▶ _TEXTO FORNECIDO_
----
Em relação ao tráfego e às acessibilidades, é de relembrar que o Plano de Acessibilidades do Concelho de Sesimbra, elaborado aquando do PPZSMS, considerava que, mesmo com todas as medidas e projectos de acessibilidades implementadas, o Concelho não teria capacidade para satisfazer as necessidades preconizadas se o PPZSMS fosse efectivamente implementada. Facilmente se infere que o acréscimo de carga decorrente do PPZNMS contribuirá ainda mais para agravar os problemas de acessibilidades no Concelho, mesmo que todo o Plano de Acessibilidades seja executado.

Considerando todos os riscos e efeitos cumulativos negativos apresentados e referidos explicitamente, não se compreende como o Relatório Ambiental conclui que o Plano “assume no seu todo um efeito ambiental global positivo”. É de todo inaceitável esta conclusão, uma vez que muitos dos riscos e efeitos cumulativos referidos não podem ser minimizados e outros apenas poderão em parte ser mitigados mediante a implementação escrupulosa do Plano de Gestão Ambiental, o que não é de todo assegurado pela provável inviabilidade económica do Plano. Por outro lado, o faseamento do Plano também não é explícito nos documentos propostos, o que é absolutamente essencial num projecto com escassa ou nenhuma viabilidade. Sem faseamento explícito, não se consegue compreender como será implementado o Plano de Gestão Ambiental. Este plano não parece ser mais do que um artifício para criar a ilusão de valor futuro, uma reincidência da bolha imobiliária que foi uma das principais causas da crise económica presente, em Portugal como noutros países.

Do ponto de vista do modelo turístico, este PP é frontalmente contraditório com a iniciativa em curso da “Arrábida Património Mundial”. Esta iniciativa pretende apresentar a Arrábida ao Mundo como uma região ímpar, de valor extraordinário nas vertentes ecológica e sociocultural. Esta imagem será irremediavelmente prejudicada com a transformação da Mata de Sesimbra num subúrbio. Manter uma Mata de Sesimbra que seja uma mata é um factor importante para a projecção do município e da região como um destino turístico ímpar, o que a prazo será muito mais positivo (inclusive em termos económicos) do que a venda de alguns milhares de camas de imobiliário. Este PP põe seriamente em risco aquele modelo.
----
▶ _LINHAS_
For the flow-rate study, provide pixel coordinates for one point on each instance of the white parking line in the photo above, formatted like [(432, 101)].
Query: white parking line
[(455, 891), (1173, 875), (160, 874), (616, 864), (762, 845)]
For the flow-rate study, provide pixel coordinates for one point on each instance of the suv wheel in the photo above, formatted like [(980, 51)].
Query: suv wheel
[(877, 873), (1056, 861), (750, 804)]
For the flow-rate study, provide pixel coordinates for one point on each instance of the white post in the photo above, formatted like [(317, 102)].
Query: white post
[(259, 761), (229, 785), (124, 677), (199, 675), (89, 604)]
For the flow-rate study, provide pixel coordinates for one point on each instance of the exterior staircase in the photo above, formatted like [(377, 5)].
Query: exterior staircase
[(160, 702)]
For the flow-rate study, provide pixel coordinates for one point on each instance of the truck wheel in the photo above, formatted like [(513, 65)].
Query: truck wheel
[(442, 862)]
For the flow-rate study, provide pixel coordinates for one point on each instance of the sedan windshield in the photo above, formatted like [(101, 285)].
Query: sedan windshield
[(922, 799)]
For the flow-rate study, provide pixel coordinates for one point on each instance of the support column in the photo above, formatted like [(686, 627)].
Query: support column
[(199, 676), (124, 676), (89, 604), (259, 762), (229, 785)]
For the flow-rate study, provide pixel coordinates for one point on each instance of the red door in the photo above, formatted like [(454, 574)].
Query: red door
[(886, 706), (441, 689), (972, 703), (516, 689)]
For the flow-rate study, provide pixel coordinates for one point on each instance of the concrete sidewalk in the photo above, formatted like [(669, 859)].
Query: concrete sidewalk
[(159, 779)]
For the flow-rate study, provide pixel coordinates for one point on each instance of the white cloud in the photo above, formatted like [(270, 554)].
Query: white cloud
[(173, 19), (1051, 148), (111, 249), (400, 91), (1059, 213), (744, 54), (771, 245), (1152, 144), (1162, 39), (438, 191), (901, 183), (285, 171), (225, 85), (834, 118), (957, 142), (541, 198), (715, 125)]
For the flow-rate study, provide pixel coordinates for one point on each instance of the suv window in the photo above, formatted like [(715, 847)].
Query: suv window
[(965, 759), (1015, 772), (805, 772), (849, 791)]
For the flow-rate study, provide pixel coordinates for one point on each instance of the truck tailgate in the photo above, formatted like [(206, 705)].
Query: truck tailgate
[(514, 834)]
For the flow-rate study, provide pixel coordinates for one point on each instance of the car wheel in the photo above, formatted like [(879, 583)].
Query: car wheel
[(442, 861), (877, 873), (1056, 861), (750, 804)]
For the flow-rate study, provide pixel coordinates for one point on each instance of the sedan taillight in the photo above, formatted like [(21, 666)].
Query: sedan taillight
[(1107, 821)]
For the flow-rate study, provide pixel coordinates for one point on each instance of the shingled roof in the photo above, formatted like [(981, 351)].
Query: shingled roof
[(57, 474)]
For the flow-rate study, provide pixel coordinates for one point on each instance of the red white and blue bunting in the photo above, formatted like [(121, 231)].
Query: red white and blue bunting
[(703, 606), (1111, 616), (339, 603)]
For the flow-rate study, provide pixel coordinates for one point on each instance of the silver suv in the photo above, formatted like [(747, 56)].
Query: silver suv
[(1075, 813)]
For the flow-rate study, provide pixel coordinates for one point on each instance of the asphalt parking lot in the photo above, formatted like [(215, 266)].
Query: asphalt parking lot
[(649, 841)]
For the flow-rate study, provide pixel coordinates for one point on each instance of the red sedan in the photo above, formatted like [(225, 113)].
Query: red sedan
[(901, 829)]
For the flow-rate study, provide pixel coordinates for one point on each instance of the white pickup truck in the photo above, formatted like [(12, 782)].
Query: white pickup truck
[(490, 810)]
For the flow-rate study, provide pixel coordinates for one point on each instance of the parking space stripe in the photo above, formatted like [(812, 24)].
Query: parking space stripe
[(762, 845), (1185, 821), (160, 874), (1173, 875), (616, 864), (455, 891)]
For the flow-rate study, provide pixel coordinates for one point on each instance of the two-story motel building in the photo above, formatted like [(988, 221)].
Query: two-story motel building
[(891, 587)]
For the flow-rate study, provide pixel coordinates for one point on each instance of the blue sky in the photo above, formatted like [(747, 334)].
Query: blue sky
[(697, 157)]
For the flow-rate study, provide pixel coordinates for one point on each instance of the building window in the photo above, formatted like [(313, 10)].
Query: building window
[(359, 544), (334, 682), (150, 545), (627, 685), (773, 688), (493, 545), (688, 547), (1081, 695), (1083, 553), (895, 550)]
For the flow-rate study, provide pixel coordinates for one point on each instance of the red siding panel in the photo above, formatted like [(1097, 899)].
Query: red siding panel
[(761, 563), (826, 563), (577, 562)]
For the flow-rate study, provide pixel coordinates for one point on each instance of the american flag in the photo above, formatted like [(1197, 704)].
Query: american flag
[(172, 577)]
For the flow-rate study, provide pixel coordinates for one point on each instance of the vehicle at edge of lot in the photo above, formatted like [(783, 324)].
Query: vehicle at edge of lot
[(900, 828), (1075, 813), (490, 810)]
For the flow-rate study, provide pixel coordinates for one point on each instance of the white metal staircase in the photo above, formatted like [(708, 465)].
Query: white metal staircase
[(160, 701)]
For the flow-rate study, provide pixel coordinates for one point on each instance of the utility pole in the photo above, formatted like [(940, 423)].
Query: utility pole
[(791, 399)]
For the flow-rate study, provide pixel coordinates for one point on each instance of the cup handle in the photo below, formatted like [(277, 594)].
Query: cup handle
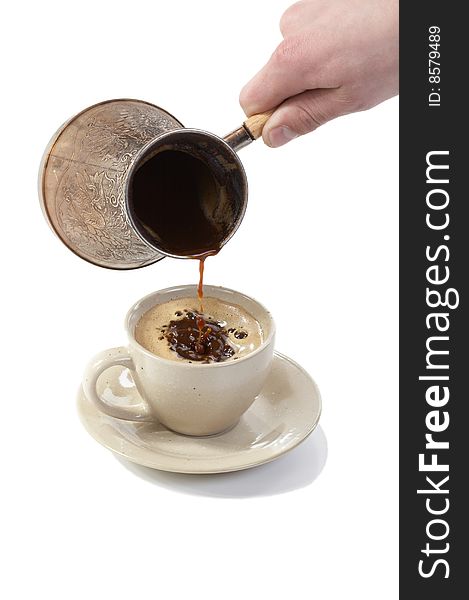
[(100, 363)]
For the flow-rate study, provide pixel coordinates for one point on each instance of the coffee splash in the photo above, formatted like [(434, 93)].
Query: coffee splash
[(199, 338)]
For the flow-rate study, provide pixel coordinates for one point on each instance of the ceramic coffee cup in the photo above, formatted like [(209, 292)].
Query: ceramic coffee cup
[(190, 398)]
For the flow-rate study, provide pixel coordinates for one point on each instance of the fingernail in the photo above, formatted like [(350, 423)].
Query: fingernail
[(279, 136)]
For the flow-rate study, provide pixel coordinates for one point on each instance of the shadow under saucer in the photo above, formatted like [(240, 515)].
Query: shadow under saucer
[(294, 470)]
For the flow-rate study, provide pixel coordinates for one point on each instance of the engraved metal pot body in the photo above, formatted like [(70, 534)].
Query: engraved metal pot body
[(86, 169), (83, 176)]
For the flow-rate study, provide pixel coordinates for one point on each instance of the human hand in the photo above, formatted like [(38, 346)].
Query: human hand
[(337, 57)]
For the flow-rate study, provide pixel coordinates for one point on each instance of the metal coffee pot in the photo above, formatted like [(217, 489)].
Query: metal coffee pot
[(86, 175)]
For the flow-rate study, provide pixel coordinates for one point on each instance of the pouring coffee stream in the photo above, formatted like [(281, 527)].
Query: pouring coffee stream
[(123, 184)]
----
▶ _PROBLEMA PROPOSTO_
Pode reproduzir, sem qualquer alteração, o trecho do texto fornecido que vai de "Em relação ao" a "Acessibilidades seja executado."?

▶ _RESULTADO DO EXERCÍCIO_
Em relação ao tráfego e às acessibilidades, é de relembrar que o Plano de Acessibilidades do Concelho de Sesimbra, elaborado aquando do PPZSMS, considerava que, mesmo com todas as medidas e projectos de acessibilidades implementadas, o Concelho não teria capacidade para satisfazer as necessidades preconizadas se o PPZSMS fosse efectivamente implementada. Facilmente se infere que o acréscimo de carga decorrente do PPZNMS contribuirá ainda mais para agravar os problemas de acessibilidades no Concelho, mesmo que todo o Plano de Acessibilidades seja executado.